►

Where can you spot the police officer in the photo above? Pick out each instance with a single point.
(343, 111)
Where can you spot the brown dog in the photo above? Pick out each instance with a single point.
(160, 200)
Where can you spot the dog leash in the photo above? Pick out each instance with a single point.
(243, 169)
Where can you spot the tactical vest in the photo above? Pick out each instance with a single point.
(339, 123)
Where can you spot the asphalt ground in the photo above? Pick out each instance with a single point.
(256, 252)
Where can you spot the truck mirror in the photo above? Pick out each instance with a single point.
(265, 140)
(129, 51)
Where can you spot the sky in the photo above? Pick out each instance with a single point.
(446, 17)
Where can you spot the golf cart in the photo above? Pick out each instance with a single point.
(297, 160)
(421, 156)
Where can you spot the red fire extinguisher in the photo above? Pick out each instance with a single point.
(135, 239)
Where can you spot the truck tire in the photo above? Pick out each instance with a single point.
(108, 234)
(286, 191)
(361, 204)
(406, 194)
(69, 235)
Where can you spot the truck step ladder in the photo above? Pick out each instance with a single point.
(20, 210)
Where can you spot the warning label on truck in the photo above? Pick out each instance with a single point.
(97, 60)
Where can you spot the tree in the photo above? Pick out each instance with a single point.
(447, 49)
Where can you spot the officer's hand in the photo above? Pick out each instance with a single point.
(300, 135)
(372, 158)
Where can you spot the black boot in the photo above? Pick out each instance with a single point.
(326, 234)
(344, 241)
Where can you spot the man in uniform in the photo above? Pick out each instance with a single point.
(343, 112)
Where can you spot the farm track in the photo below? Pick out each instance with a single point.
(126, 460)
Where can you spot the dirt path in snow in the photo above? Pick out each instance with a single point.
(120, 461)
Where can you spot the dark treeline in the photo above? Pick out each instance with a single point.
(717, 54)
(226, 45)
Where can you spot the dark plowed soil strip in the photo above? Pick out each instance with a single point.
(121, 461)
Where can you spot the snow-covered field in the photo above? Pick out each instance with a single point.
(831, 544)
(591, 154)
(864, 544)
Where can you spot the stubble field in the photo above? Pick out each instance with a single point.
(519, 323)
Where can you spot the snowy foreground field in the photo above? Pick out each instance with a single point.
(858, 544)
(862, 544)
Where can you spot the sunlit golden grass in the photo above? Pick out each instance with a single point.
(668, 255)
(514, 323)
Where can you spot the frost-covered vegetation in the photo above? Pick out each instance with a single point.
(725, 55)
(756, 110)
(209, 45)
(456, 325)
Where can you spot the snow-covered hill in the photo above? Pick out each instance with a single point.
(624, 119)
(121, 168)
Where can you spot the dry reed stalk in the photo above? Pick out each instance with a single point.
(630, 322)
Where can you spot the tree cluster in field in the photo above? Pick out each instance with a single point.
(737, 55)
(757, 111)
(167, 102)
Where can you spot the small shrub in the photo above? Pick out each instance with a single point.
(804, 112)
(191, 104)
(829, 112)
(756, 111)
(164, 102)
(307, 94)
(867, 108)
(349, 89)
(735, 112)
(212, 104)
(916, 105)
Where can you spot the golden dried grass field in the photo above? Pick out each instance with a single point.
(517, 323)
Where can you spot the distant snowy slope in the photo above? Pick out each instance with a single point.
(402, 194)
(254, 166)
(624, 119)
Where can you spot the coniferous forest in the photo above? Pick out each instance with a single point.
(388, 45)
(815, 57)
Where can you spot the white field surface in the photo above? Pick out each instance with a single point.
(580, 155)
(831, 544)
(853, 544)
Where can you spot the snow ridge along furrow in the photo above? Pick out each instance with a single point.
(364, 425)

◄

What needs to be done: From the records above, extract each line exactly as shown.

Reply to the task:
Where can you spot the police officer in the photo above? Pick out each instance with a single point.
(343, 111)
Where can you spot the brown dog in the photo above? Pick out each instance with a single point.
(160, 200)
Where can you spot the dog leash in the photo above? Pick out each instance with a single point.
(243, 169)
Where can you spot the tactical vest in the photo above? Pick out each instance with a single point.
(339, 123)
Where can you spot the asphalt ground in the photo above? Pick out each instance with a single point.
(256, 252)
Where can you spot the truck mirror in the photo above? Pick out each instance with a single point.
(265, 140)
(129, 51)
Where can you spot the sky in the photo above? Pick out each instance with a single point.
(446, 17)
Where can you spot the golf cart in the photo above? Pick out each instance with a single point.
(297, 160)
(421, 156)
Where can you spot the red fire extinguisher in the photo above? Pick out each instance with a single point.
(135, 239)
Where can you spot the truck tire in the photo above? Pick out each instance with a single point.
(108, 234)
(286, 191)
(361, 204)
(406, 194)
(69, 235)
Where can you spot the truck step ladder in the photo above? Pick out each instance with a single point.
(20, 210)
Where can you spot the warning label on truck in the photo above? Pick out each instance with a single point.
(97, 60)
Where can you spot the tree in the photo above? Pick out each instance with a single point.
(447, 49)
Where can you spot the officer's hand in the photo above? Pick out each instance with a single point.
(300, 135)
(372, 158)
Where can you spot the black boot in the photo above? Pick out each instance with a single point.
(326, 234)
(344, 241)
Where can you spot the man in uniform in the photo above? Pick out each instance with a single point.
(343, 112)
Where can you spot the farm track in the photo below? Pick out each instance with a single point.
(126, 460)
Where can you spot the dirt path in snow in the photo above? Pick out each instance with a single point.
(120, 461)
Where can you spot the dark treeline in the photo above? Pick out each instance with a single point.
(717, 54)
(226, 45)
Where can you spot the dark plowed soil strip in the photo above? Pick out each instance with a single point.
(121, 461)
Where can you spot the snow-covered field in the photo above? Pick out each instance with a single point.
(831, 544)
(591, 154)
(864, 544)
Where can you spot the stubble field in the photo above? Pick out each instance with a single point.
(519, 323)
Where can you spot the snowy foreground field in the photo above? Pick out each instance with a single point.
(858, 544)
(862, 544)
Where can you spot the sunlit golden grass in the photo above? Pick out each instance with a single point.
(668, 255)
(514, 323)
Where can you spot the frost-covered vegetation in the photo above? Pick out each instance with a single point.
(725, 55)
(756, 110)
(209, 45)
(456, 325)
Where can you spot the snow-covered hill in the photo above? Pick out each instance with a single point.
(624, 119)
(121, 168)
Where can you spot the dry reed stalk in the photo above? Pick out each instance with a single point.
(630, 322)
Where can you spot the tree cluster in field in the photo above? Pick out each instance with a single point.
(737, 55)
(757, 111)
(167, 102)
Where can you spot the small shrub in the photo above? Pick out each instance with a single point.
(804, 112)
(191, 104)
(829, 112)
(756, 111)
(164, 102)
(307, 94)
(867, 108)
(349, 89)
(735, 112)
(212, 104)
(916, 105)
Where can you spot the golden dried grass field in the photo above? Pick out each instance with a single point.
(517, 323)
Where can you spot the distant snowy slope in the photo above? Pick out each instance with a single point.
(402, 194)
(254, 166)
(624, 119)
Where can you spot the coniferous forest in the photo above? Pick out each instance with a single point.
(388, 45)
(815, 57)
Where can you spot the white field surface in the photo above? Pick out each instance with a single point.
(580, 155)
(831, 544)
(853, 544)
Where can you spot the snow ridge along furrow in the photo above? Pick out each instance with a single point.
(364, 425)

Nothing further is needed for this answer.